- [Selected text]:

* * * * * * *

Monday, August 10, 2020

Interview with Connie Voltaire

 Hello friends, I am Dee Putman. In the modern era of punk rock YouTube channels such as Anti (formerly known as Jimmy), Turn on The Tube, Harakiri Diat, No Deal, etc, one artist that has especially stood out among the rest is Minneapolis’s Connie Voltaire (Neo Neos, QQQL, Vedicardi, etc etc). Connie is the clown prince of punk. He has a large and infectious discography and if history is kind I think he will be regarded as one of punk’s most talented songwriters/musicians. It was a pleasure speaking with him. 

Read on. 



How’d you get started in music? Who were your initial inspirations?

I got started after playing Guitar Hero 2 which introduced me to rock music.  Up until that point the only music I listened to was math rock/post-rock, video game music, and Weird Al. That stuff still sticks with me.  In terms of inspirations to play it depends on what you're referring to. Each project I do has roots in different places.


You have a rather large discography. What’s your writing & recording process? How do you manage to be so prolific?

* * * * * * *

- [Complete the following]:
[a] From the Connie Voltaire interview, extract the passage that begins at the words "Hello friends, I" and stops after the words "your initial inspirations?".
[b] Continue the Connie Voltaire interview from the point where it ends.

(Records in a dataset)
* * * * * * *

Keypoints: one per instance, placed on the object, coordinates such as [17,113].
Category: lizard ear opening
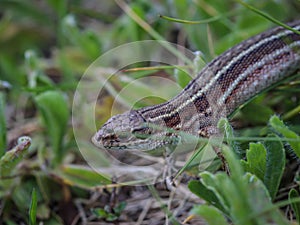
[141,133]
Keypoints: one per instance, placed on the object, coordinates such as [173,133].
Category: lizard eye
[123,135]
[141,133]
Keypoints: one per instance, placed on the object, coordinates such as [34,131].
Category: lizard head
[126,131]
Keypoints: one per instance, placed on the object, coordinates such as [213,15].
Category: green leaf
[203,192]
[225,127]
[274,166]
[210,214]
[256,160]
[32,208]
[182,78]
[82,176]
[10,159]
[279,126]
[295,205]
[2,125]
[54,111]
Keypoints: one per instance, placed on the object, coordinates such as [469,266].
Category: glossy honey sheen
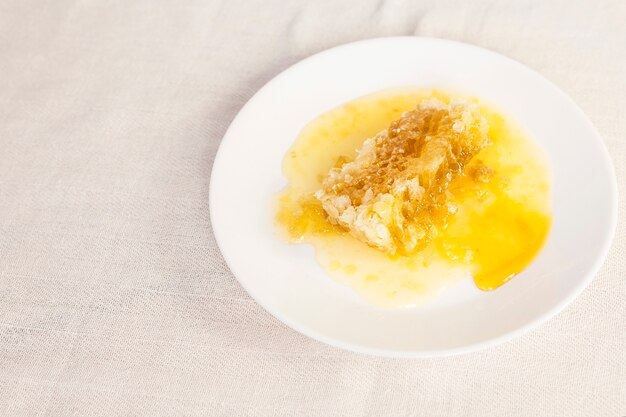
[500,226]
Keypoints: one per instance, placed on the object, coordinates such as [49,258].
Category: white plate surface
[286,280]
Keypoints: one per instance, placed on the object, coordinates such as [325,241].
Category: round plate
[285,278]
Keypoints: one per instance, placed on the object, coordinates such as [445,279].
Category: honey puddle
[499,228]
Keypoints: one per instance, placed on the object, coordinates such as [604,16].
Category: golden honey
[499,225]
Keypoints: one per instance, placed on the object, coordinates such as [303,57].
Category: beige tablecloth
[114,299]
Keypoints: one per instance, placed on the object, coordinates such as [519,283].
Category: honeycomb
[394,194]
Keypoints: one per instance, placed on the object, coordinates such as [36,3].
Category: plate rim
[472,347]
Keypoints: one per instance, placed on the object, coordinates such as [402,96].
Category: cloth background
[114,299]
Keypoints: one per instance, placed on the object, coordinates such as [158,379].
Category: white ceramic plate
[286,280]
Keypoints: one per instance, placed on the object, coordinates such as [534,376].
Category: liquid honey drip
[500,225]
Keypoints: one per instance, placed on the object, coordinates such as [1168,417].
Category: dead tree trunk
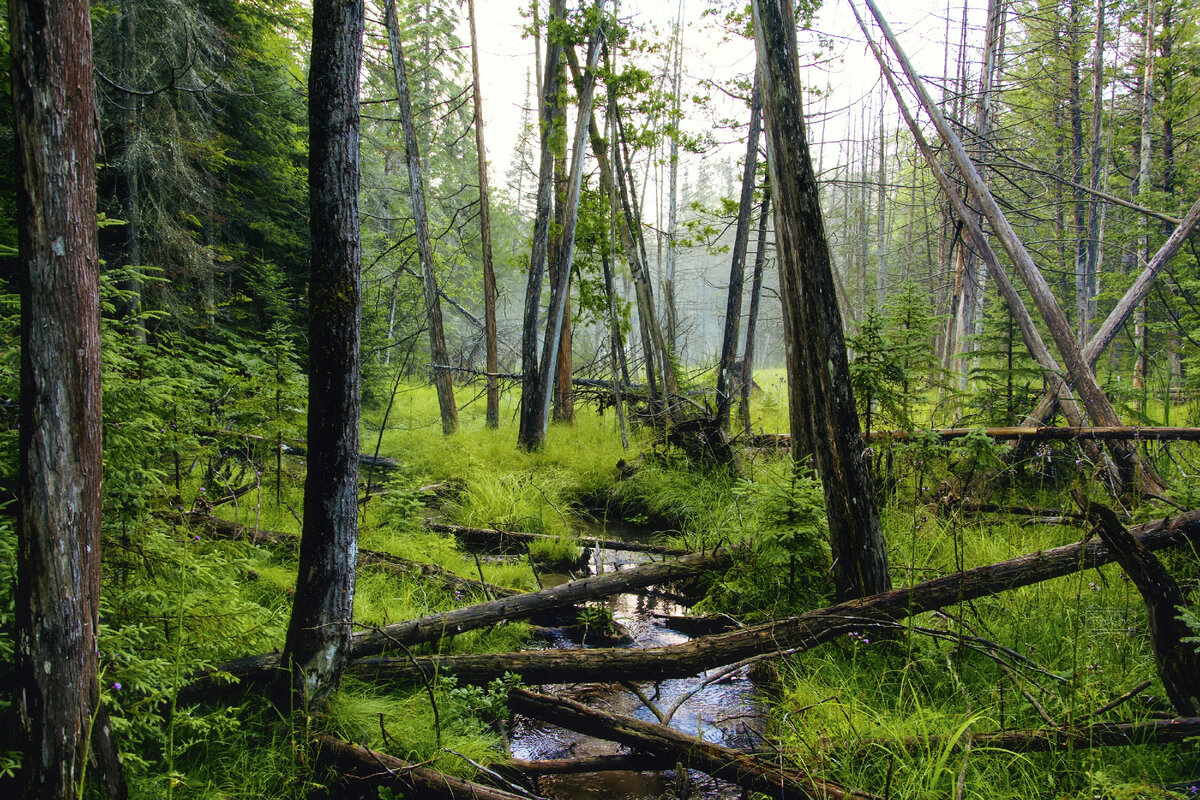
[748,771]
[760,260]
[319,630]
[438,353]
[485,236]
[60,465]
[796,633]
[531,433]
[557,320]
[821,368]
[725,378]
[1134,473]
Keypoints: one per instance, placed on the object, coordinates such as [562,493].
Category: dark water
[725,713]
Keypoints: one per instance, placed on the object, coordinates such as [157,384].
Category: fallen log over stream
[748,771]
[372,770]
[793,633]
[259,668]
[502,537]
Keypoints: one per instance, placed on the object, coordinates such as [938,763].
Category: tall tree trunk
[561,290]
[822,385]
[532,433]
[485,238]
[438,353]
[1134,473]
[1097,151]
[760,260]
[59,509]
[726,382]
[1147,114]
[319,630]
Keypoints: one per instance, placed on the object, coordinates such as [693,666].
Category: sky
[847,70]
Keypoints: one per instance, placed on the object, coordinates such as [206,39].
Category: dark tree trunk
[59,510]
[319,631]
[529,434]
[821,371]
[1134,473]
[438,353]
[485,238]
[760,260]
[725,379]
[558,322]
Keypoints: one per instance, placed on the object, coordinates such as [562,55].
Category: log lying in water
[370,771]
[1041,740]
[509,537]
[732,765]
[797,632]
[1048,433]
[257,669]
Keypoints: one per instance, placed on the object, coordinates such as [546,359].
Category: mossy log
[748,771]
[369,770]
[793,633]
[517,540]
[256,669]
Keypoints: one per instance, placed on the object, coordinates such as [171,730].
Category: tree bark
[59,509]
[438,353]
[725,378]
[1177,661]
[822,372]
[760,260]
[557,317]
[748,771]
[796,633]
[485,236]
[1134,473]
[373,770]
[319,630]
[531,432]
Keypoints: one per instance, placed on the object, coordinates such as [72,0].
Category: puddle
[725,713]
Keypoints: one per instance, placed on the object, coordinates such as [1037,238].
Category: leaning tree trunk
[59,513]
[319,630]
[821,370]
[725,379]
[1134,473]
[485,238]
[529,435]
[438,353]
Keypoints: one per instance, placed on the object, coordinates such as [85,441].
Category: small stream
[725,713]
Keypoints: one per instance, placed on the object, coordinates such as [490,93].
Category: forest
[783,429]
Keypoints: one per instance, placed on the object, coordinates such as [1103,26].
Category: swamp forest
[545,400]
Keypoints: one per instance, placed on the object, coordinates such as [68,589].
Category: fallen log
[1177,661]
[1041,740]
[519,539]
[748,771]
[793,633]
[630,763]
[257,669]
[1045,433]
[373,770]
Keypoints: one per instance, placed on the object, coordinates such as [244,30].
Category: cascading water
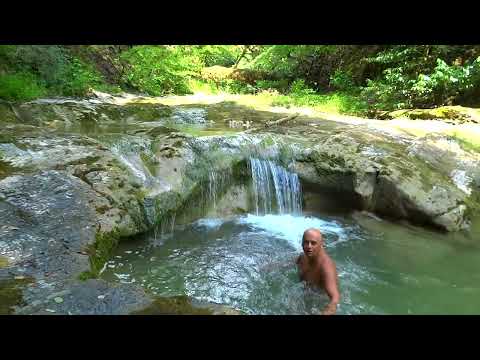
[275,185]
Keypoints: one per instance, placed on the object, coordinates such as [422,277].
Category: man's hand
[330,309]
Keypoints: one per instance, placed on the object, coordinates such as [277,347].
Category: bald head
[312,243]
[312,233]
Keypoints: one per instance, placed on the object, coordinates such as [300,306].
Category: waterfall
[275,186]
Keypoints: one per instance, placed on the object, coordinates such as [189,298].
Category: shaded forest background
[359,79]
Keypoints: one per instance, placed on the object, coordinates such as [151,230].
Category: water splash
[275,187]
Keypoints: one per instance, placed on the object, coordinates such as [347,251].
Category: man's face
[312,242]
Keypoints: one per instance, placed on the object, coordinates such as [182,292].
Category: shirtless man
[318,269]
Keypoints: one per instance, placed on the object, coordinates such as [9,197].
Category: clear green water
[247,263]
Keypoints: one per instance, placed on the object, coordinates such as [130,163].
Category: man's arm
[331,287]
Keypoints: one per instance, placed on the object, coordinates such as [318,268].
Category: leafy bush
[78,78]
[20,86]
[280,85]
[211,55]
[342,80]
[160,70]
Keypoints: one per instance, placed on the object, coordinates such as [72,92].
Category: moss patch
[100,252]
[3,262]
[177,305]
[11,294]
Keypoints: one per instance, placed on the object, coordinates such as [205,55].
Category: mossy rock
[177,305]
[457,114]
[11,294]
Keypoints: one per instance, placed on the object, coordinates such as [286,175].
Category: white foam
[210,223]
[291,228]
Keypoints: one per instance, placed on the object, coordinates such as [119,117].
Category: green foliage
[20,86]
[160,70]
[223,55]
[78,78]
[342,80]
[398,89]
[37,70]
[280,85]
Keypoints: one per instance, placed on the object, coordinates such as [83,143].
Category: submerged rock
[66,199]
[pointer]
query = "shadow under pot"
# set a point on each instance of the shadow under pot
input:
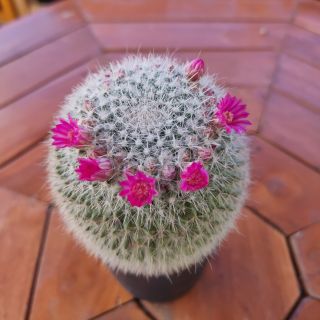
(160, 288)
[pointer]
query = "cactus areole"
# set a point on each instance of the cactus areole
(149, 165)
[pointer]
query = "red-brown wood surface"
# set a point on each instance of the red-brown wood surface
(267, 53)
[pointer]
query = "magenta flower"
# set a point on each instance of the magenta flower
(231, 114)
(169, 172)
(194, 177)
(139, 189)
(205, 153)
(195, 69)
(69, 134)
(91, 169)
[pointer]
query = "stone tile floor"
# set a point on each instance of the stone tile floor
(268, 53)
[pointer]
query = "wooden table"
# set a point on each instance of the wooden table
(268, 53)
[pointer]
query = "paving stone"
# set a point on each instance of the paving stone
(21, 225)
(191, 10)
(27, 174)
(283, 190)
(71, 284)
(306, 247)
(308, 309)
(39, 66)
(49, 23)
(293, 128)
(185, 36)
(299, 80)
(129, 311)
(251, 277)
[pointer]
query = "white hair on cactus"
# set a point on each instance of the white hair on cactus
(147, 112)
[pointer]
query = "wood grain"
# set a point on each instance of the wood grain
(282, 189)
(293, 128)
(306, 248)
(21, 224)
(48, 23)
(232, 288)
(72, 284)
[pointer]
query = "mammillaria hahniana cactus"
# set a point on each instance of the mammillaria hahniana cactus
(148, 164)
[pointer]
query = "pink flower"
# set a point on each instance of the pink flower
(69, 134)
(91, 169)
(231, 114)
(195, 69)
(194, 177)
(205, 153)
(139, 189)
(169, 172)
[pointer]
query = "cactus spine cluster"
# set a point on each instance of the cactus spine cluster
(146, 114)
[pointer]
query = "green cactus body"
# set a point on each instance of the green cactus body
(145, 114)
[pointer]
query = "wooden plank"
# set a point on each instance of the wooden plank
(35, 30)
(181, 10)
(241, 68)
(21, 221)
(27, 174)
(192, 36)
(307, 16)
(299, 80)
(282, 189)
(41, 65)
(72, 284)
(239, 272)
(308, 309)
(306, 248)
(303, 45)
(40, 105)
(293, 128)
(129, 311)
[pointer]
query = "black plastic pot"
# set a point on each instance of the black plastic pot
(161, 288)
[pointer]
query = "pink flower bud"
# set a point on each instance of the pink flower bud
(68, 133)
(194, 177)
(195, 69)
(91, 169)
(151, 166)
(205, 154)
(121, 74)
(169, 172)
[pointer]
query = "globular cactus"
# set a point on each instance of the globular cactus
(148, 166)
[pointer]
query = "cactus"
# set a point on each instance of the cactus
(167, 124)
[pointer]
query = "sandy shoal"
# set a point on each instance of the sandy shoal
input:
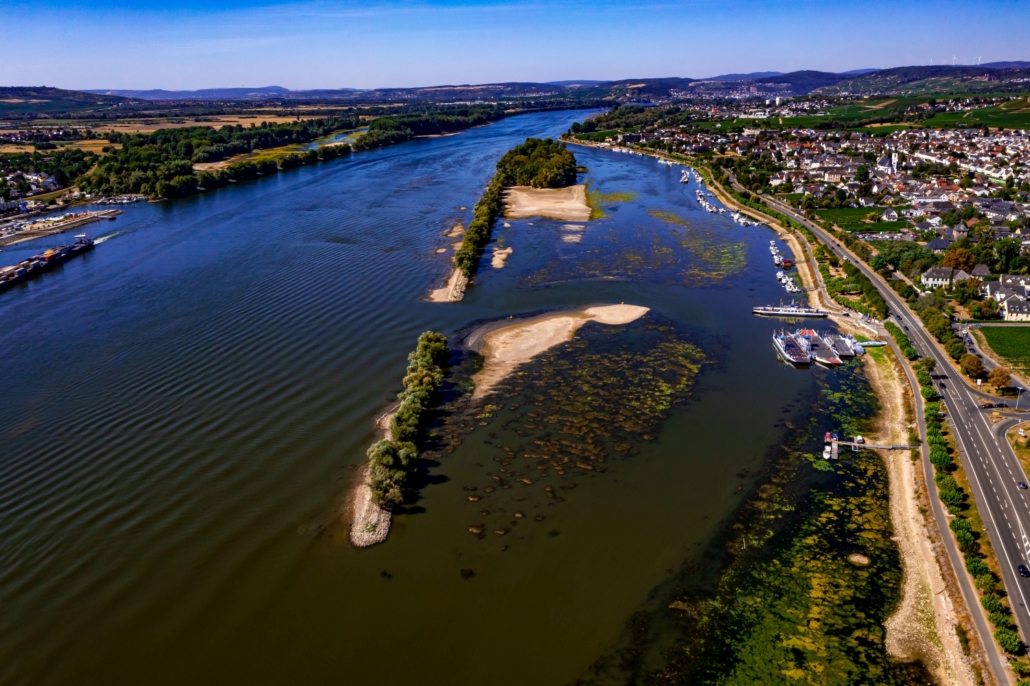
(453, 290)
(564, 204)
(369, 522)
(507, 347)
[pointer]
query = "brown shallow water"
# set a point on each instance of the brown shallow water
(184, 408)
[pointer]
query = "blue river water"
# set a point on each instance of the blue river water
(185, 408)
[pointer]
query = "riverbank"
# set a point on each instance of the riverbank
(507, 346)
(47, 229)
(923, 625)
(568, 204)
(369, 522)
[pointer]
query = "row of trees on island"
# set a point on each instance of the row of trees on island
(540, 163)
(393, 461)
(967, 535)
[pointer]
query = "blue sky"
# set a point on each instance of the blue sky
(368, 43)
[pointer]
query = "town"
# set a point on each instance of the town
(957, 201)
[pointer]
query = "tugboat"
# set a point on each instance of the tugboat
(821, 354)
(791, 349)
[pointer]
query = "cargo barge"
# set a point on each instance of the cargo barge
(45, 261)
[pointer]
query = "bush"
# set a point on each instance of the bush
(992, 603)
(1009, 641)
(976, 567)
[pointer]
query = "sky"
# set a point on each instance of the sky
(186, 44)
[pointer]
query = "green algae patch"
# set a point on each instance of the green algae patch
(779, 597)
(597, 201)
(692, 255)
(573, 412)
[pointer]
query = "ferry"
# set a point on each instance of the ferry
(790, 348)
(792, 310)
(843, 346)
(820, 352)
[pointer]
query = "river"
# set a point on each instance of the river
(184, 409)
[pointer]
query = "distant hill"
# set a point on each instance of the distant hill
(744, 77)
(934, 78)
(205, 94)
(46, 100)
(1005, 65)
(585, 82)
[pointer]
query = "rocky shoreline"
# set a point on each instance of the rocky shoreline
(369, 522)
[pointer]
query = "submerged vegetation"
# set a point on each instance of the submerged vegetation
(691, 253)
(800, 583)
(392, 461)
(575, 411)
(540, 163)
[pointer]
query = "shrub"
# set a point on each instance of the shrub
(392, 462)
(976, 567)
(1009, 641)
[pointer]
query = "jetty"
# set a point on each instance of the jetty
(832, 449)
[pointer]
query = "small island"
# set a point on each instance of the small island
(533, 179)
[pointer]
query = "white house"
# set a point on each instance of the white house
(942, 276)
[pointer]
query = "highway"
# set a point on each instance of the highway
(990, 462)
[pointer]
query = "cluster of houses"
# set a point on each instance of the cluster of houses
(1010, 292)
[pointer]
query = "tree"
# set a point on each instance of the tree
(960, 259)
(999, 377)
(971, 366)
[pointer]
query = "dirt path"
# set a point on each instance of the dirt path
(923, 626)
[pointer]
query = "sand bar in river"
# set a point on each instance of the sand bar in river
(564, 204)
(507, 346)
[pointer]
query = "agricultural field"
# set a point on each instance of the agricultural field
(1011, 345)
(1013, 114)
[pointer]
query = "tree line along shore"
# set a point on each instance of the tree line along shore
(168, 163)
(950, 482)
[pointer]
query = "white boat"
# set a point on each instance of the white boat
(792, 310)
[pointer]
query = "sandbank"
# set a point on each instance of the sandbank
(564, 204)
(500, 256)
(369, 522)
(507, 346)
(454, 289)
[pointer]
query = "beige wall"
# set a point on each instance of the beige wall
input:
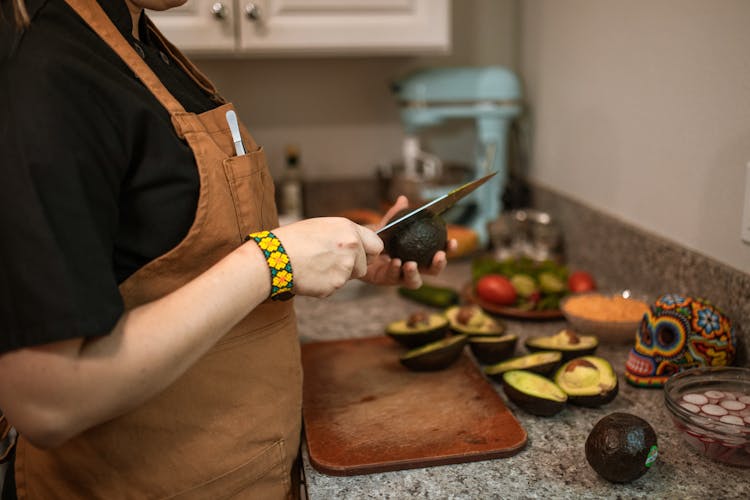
(642, 109)
(339, 110)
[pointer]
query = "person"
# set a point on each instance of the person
(147, 347)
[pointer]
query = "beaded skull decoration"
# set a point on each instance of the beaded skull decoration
(678, 333)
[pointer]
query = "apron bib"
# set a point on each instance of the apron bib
(230, 426)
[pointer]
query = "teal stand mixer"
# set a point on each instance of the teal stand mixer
(488, 96)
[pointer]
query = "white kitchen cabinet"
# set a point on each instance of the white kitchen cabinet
(308, 27)
(199, 25)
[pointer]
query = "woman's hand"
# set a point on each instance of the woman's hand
(384, 270)
(326, 252)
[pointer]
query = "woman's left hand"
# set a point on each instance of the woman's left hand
(383, 270)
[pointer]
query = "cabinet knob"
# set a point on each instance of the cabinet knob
(218, 10)
(252, 11)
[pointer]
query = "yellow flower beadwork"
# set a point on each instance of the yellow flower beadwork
(282, 278)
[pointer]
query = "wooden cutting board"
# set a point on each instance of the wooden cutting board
(364, 412)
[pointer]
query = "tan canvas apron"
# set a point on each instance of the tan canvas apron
(230, 427)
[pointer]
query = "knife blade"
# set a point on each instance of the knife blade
(434, 207)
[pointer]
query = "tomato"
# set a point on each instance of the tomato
(497, 289)
(581, 281)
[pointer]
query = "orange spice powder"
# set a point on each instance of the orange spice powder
(605, 308)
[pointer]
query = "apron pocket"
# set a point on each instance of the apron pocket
(251, 186)
(263, 476)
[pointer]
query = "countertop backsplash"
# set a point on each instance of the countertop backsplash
(618, 254)
(621, 255)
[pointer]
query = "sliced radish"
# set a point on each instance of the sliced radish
(733, 405)
(691, 407)
(714, 410)
(732, 419)
(696, 399)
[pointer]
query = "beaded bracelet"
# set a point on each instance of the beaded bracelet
(282, 278)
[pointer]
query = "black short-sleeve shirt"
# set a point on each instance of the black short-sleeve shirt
(94, 182)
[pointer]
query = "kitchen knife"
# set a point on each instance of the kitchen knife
(434, 207)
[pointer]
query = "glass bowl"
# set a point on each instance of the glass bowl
(711, 409)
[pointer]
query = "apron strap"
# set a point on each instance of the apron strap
(186, 64)
(7, 439)
(92, 13)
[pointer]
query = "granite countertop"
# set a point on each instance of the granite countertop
(553, 464)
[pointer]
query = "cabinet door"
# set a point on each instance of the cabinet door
(199, 25)
(344, 26)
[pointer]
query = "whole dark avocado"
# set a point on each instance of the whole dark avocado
(621, 447)
(419, 239)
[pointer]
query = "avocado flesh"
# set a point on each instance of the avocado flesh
(621, 447)
(540, 362)
(571, 345)
(533, 393)
(418, 240)
(479, 323)
(588, 381)
(414, 336)
(435, 355)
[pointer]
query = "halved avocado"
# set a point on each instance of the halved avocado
(417, 239)
(543, 363)
(490, 350)
(418, 329)
(473, 321)
(534, 393)
(568, 342)
(588, 381)
(435, 355)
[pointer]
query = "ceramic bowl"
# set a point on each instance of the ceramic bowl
(711, 409)
(607, 328)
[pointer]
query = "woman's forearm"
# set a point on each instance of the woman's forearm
(52, 392)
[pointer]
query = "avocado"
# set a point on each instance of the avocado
(418, 329)
(435, 296)
(534, 393)
(588, 381)
(418, 239)
(542, 363)
(435, 355)
(621, 447)
(568, 342)
(473, 321)
(490, 349)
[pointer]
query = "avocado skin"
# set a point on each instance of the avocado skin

* * * * * * *

- [Answers by task]:
[a]
Hello friends, I am Dee Putman. In the modern era of punk rock YouTube channels such as Anti (formerly known as Jimmy), Turn on The Tube, Harakiri Diat, No Deal, etc, one artist that has especially stood out among the rest is Minneapolis’s Connie Voltaire (Neo Neos, QQQL, Vedicardi, etc etc). Connie is the clown prince of punk. He has a large and infectious discography and if history is kind I think he will be regarded as one of punk’s most talented songwriters/musicians. It was a pleasure speaking with him. 

Read on. 



How’d you get started in music? Who were your initial inspirations?

[b]
When it comes to bands like QQQL I'm bringing riffs and then working those into songs with my bandmates.  All of my solo projects with a few exceptions are done by recording myself playing drums (I'll think of a drum pattern or two on the spot and just play them) and then write a song over the top of that drum recording. Typically my drum tracks are one take so if you hear a mistake or something weird or a sudden tempo change it's because that's what I felt like doing or I just messed up.  I don't start recording with any plans, I just make the drum ideas up on the spot.  The Cells release "First Second," for example, took me about 30 minutes to "write" and record the drum parts in one session.  Lyrics come last.  Usually I'll write guitar parts before bass parts besides for some Neo Neos tracks.  I'm only "prolific" because I have nothing better to do with my time and I love the attention releasing music gets me!


You have openly expressed your disdain for drum machines. What is it about them that rubs you the wrong way?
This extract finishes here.